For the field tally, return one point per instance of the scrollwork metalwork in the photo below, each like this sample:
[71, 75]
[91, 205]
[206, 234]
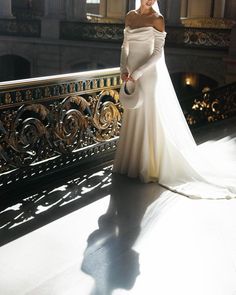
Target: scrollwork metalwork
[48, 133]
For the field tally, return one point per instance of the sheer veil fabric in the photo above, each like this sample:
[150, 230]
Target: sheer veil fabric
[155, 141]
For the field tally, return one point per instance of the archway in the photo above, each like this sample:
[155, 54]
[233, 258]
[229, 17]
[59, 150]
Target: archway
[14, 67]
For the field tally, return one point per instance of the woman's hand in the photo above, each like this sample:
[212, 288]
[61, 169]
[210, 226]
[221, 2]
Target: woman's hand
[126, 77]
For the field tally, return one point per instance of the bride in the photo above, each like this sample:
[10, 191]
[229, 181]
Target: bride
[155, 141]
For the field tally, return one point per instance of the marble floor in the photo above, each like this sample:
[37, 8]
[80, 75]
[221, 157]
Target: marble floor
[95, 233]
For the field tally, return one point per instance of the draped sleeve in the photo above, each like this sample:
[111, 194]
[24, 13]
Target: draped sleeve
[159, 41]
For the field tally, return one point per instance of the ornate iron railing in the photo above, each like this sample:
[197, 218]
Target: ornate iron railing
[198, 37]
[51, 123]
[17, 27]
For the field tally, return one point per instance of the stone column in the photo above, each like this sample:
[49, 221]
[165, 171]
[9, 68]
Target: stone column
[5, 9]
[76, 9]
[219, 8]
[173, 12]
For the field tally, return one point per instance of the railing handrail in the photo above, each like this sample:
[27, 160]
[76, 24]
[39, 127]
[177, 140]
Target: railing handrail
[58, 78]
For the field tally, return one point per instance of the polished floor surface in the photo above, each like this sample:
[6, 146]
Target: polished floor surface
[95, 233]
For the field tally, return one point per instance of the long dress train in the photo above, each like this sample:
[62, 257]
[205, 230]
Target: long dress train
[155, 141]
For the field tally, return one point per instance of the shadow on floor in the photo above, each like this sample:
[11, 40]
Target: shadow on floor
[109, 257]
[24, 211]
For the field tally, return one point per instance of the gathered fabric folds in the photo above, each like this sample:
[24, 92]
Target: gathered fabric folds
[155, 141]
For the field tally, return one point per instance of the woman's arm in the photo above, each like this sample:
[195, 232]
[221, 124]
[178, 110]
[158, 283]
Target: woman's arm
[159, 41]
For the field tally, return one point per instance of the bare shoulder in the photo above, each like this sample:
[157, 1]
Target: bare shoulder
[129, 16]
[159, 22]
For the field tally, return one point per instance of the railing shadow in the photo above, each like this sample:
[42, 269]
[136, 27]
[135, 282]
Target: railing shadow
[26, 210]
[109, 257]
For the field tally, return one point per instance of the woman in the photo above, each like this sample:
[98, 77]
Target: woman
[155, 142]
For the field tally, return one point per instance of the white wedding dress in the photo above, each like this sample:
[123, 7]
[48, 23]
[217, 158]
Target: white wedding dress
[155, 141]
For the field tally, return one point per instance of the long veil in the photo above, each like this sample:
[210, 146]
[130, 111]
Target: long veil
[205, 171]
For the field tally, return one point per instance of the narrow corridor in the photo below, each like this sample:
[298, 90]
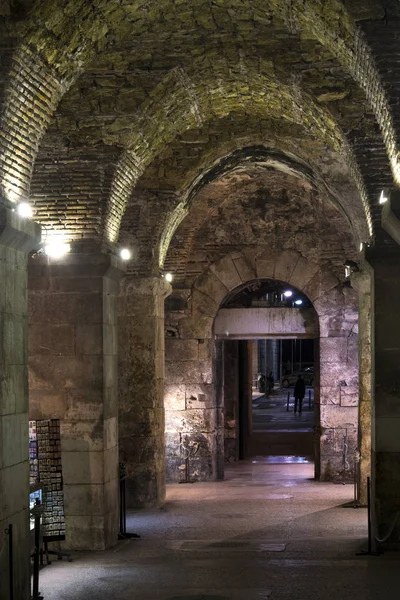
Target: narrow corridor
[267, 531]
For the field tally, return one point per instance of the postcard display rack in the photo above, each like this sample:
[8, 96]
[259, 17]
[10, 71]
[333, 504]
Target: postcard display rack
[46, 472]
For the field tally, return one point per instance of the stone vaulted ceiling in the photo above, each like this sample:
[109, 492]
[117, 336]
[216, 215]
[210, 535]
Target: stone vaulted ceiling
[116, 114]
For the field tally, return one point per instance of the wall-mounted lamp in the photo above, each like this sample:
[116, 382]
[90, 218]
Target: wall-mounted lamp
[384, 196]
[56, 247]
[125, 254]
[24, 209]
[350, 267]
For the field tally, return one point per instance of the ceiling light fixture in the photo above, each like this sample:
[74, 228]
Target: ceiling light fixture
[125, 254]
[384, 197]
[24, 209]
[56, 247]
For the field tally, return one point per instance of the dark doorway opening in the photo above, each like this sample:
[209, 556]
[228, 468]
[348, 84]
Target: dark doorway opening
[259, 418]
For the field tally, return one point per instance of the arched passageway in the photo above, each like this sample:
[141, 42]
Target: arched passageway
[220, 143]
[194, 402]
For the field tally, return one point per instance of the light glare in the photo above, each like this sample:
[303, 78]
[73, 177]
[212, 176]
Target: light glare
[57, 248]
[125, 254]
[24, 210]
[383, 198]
...
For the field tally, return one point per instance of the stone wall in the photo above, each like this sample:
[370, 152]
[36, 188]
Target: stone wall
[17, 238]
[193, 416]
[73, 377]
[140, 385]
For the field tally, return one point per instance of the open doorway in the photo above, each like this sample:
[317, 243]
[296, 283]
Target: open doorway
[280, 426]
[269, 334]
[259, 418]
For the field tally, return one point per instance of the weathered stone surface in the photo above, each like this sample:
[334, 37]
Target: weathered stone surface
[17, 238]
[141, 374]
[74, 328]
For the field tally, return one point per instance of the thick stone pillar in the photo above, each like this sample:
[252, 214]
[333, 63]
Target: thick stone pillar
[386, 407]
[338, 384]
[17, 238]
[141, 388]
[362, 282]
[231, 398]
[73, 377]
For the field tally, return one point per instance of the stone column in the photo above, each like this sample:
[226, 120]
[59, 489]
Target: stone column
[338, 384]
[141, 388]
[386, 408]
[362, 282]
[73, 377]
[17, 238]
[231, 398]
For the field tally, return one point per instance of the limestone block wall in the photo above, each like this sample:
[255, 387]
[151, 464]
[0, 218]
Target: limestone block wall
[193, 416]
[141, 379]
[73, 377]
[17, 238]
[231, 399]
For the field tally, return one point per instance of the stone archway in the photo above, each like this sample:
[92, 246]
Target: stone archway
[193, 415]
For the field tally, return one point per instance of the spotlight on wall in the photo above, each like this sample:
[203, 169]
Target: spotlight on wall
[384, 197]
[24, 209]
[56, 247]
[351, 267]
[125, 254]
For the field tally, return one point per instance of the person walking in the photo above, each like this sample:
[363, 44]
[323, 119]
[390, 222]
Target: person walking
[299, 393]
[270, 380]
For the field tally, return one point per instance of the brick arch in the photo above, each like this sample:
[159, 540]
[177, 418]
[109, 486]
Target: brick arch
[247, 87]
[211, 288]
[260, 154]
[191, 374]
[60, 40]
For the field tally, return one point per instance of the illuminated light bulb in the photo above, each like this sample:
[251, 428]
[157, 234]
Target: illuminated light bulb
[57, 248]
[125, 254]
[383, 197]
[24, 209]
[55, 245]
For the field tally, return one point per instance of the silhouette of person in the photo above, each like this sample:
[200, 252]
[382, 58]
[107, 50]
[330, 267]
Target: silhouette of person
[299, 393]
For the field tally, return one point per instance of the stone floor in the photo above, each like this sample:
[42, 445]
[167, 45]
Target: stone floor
--
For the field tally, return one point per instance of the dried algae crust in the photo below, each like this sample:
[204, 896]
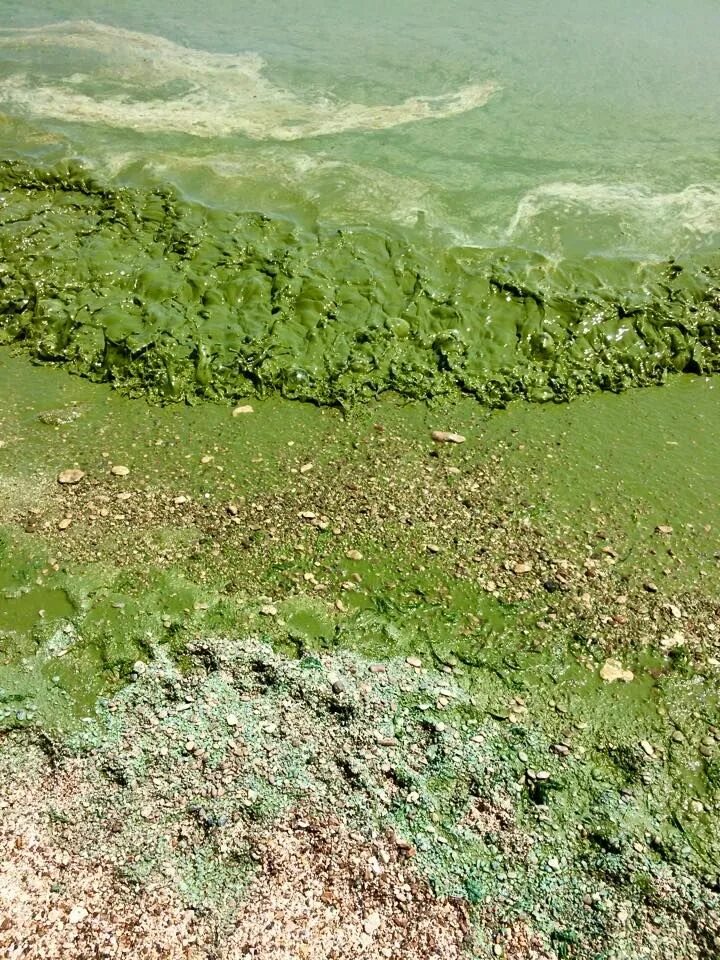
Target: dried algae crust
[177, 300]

* [What you will do] Please gather every line in the items above that contains the word "folds", copying each one in full.

* [The response]
For the field tally, return one point per instance of the gathered fabric folds in the photo above, each like this sample:
Target: gathered fabric folds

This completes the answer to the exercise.